* **Task details**: After finding the line that contains "# Where is the black" in the entries below, retype it and every following line precisely, the last included.

(Dataset items)
——————
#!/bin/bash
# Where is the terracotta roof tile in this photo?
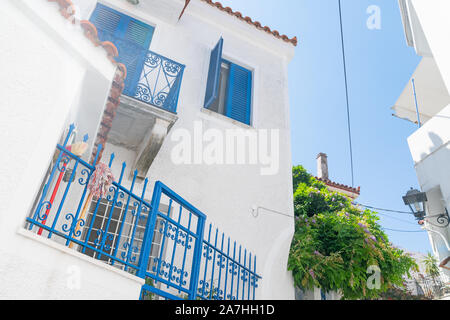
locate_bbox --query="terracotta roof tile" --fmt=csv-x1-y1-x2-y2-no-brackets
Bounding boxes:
201,0,298,46
315,177,361,195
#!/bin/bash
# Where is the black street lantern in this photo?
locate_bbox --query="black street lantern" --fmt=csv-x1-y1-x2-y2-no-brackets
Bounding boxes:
402,188,427,221
402,188,450,228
——————
* **Exercise response**:
# Where is the black street lantern in this photo?
locate_bbox --query="black street lantern" --fmt=csv-x1-y1-x2-y2-no-brackets
Bounding boxes:
402,188,427,221
402,188,450,228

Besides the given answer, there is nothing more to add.